[ENTRIES SHOWN]
<<<<

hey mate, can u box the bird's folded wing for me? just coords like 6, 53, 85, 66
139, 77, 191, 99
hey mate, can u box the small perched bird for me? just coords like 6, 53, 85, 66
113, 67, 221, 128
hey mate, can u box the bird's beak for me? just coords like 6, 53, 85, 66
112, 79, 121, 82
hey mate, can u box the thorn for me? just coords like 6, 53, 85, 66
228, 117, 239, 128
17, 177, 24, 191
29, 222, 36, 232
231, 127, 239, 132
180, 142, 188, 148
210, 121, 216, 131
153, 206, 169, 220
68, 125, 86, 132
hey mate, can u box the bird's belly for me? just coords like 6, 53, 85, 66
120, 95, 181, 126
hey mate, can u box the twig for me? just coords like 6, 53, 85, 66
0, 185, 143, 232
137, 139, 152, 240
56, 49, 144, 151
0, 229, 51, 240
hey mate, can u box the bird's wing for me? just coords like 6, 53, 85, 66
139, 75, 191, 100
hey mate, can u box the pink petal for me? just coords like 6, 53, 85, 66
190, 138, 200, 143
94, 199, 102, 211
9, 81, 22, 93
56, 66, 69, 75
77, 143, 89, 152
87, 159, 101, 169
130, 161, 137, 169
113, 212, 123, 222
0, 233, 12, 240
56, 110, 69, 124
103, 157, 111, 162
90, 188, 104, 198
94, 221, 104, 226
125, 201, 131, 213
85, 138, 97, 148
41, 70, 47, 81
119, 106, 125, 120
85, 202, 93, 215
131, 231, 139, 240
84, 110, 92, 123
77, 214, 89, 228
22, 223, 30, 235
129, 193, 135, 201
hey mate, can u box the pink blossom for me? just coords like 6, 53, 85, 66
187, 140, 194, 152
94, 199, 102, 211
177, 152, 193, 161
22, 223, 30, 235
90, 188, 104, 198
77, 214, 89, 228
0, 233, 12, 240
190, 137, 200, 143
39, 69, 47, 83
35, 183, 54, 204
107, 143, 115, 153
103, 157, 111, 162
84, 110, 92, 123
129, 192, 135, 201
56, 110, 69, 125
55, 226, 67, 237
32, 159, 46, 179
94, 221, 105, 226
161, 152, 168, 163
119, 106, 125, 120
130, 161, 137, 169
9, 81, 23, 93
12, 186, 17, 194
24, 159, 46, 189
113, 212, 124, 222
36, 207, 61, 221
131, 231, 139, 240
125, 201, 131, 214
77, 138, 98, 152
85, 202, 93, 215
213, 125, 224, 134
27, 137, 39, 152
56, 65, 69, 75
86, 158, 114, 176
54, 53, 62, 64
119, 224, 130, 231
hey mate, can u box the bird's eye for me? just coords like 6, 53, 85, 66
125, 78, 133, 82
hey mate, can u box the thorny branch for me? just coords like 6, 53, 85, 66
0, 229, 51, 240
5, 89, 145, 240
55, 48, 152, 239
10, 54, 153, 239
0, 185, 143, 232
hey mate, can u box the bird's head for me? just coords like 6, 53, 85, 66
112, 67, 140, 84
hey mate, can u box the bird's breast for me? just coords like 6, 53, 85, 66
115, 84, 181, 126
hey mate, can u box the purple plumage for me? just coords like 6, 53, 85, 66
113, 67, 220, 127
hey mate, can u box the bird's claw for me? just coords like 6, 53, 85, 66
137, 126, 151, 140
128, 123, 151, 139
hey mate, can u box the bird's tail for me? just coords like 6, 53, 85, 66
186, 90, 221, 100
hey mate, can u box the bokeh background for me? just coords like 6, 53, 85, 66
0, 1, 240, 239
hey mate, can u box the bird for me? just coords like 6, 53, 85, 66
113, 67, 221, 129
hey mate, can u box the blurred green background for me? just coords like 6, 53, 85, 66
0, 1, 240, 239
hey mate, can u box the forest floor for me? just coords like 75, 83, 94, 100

>>>>

[ACTIVITY]
Print the material once more, keeping every word as it is.

[EXERCISE ANSWER]
hey mate, can u box the bird's folded wing for me? just coords like 6, 53, 85, 66
139, 77, 191, 99
hey mate, can u box the small perched bird for me? just coords like 6, 53, 85, 66
113, 67, 221, 128
hey mate, can u box the bird's beak for me? just coords like 6, 53, 85, 66
112, 79, 121, 82
hey mate, can u box the thorn for me? just coords like 6, 53, 85, 66
228, 117, 239, 128
17, 177, 24, 191
29, 222, 36, 232
231, 127, 239, 132
180, 142, 188, 148
210, 121, 216, 131
153, 206, 169, 220
68, 125, 86, 132
hey mate, can u box the bird's belly for me? just coords like 6, 53, 85, 66
120, 95, 181, 126
hey mate, can u box the twig for me? just coords like 6, 53, 85, 66
0, 185, 143, 232
137, 139, 152, 240
56, 49, 144, 151
0, 229, 51, 240
hey mate, can u box the bird's wing for me? just coords like 6, 53, 85, 66
139, 75, 191, 100
hey mate, can u box the pink petal for me? just coords like 6, 53, 85, 66
190, 138, 200, 143
94, 199, 102, 211
9, 81, 22, 93
56, 66, 69, 75
77, 143, 89, 152
87, 159, 101, 169
130, 161, 137, 169
113, 212, 123, 222
0, 233, 12, 240
56, 110, 69, 124
103, 157, 111, 162
90, 188, 104, 198
94, 221, 104, 226
125, 201, 131, 213
85, 138, 97, 148
41, 70, 47, 81
119, 106, 125, 120
85, 202, 93, 215
131, 231, 139, 240
84, 110, 92, 123
77, 214, 89, 228
22, 223, 30, 235
129, 193, 135, 201
hey mate, can u box the pink blossom for me? just coords like 6, 53, 85, 66
187, 140, 194, 152
94, 199, 102, 211
177, 152, 193, 161
22, 223, 30, 235
90, 188, 104, 198
77, 214, 89, 228
0, 233, 12, 240
190, 137, 200, 143
39, 69, 47, 83
35, 183, 54, 204
107, 143, 115, 153
103, 157, 111, 162
84, 110, 92, 123
129, 192, 135, 201
56, 110, 69, 125
55, 226, 67, 237
32, 159, 46, 179
94, 221, 105, 226
161, 152, 168, 163
119, 106, 125, 120
130, 161, 137, 169
9, 81, 23, 93
12, 186, 17, 194
24, 159, 46, 189
113, 212, 124, 222
36, 207, 61, 221
131, 231, 139, 240
125, 201, 131, 214
77, 138, 98, 152
85, 202, 93, 215
213, 125, 224, 134
27, 137, 39, 152
56, 65, 69, 75
86, 158, 114, 176
54, 53, 62, 64
119, 224, 130, 231
hey mate, can u box the bird's eye for me? just coords like 6, 53, 85, 66
125, 78, 133, 82
hey mate, can u box the thorny branch for me? just coords like 6, 53, 85, 66
0, 229, 51, 240
5, 89, 145, 240
55, 48, 152, 239
10, 54, 153, 239
0, 185, 143, 232
hey mate, can u box the bird's head for me? just coords like 6, 53, 85, 66
112, 67, 140, 84
hey mate, can u box the bird's breast for me? just coords like 6, 53, 85, 66
115, 84, 181, 126
hey mate, can u box the purple plumage for me? just coords like 6, 53, 85, 66
113, 67, 220, 127
hey mate, can u box the bird's claw for me? just coords like 6, 53, 85, 66
137, 126, 151, 140
128, 123, 151, 139
hey mate, can u box the bird's tail for me? just coords like 6, 53, 85, 66
186, 90, 221, 100
hey mate, can u box the bokeh background for me? just coords like 6, 53, 85, 66
0, 1, 240, 239
hey mate, can u box the bird for me? just coords like 6, 53, 85, 66
113, 67, 221, 129
hey mate, can u box the blurred green background for me? just coords like 6, 53, 85, 66
0, 1, 240, 239
hey mate, can u box the forest floor for me? just coords like 75, 83, 94, 100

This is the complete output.